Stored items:
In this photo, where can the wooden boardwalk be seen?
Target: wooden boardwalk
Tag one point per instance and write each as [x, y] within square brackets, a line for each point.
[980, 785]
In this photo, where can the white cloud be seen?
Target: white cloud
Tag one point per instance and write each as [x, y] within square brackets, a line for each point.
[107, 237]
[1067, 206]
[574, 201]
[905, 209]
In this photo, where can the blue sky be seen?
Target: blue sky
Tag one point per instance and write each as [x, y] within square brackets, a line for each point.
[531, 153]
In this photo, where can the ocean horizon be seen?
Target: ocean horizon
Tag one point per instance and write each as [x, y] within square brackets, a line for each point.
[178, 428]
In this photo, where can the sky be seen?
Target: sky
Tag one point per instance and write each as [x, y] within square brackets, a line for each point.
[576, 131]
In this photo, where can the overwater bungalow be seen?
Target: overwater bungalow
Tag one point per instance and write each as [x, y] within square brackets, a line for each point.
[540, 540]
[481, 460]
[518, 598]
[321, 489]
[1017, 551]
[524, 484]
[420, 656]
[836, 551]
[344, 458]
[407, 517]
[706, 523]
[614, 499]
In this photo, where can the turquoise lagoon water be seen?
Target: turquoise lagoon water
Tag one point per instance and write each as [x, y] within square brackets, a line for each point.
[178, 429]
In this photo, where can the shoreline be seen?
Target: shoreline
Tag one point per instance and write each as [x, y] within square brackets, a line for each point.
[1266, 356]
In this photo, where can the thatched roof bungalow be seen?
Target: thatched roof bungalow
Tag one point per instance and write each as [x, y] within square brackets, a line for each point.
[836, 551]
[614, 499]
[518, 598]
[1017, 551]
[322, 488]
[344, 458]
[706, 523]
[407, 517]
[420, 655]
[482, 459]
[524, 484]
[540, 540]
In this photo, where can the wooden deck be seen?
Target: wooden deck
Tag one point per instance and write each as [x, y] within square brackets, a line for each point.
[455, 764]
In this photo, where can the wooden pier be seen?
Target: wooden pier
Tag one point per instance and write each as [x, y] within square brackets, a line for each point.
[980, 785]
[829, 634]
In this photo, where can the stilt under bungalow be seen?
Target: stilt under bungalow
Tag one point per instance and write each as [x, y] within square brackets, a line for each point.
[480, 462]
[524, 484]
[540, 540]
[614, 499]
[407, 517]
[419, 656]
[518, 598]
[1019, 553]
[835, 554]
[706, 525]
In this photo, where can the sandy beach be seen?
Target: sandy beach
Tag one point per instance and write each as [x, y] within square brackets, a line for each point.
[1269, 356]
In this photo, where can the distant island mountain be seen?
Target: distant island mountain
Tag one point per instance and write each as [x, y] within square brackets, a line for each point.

▶ **Work order**
Show all lines above that contain "shoreline".

▶ **Answer to the exercise**
In this photo, where can the shoreline be seen?
Target: shoreline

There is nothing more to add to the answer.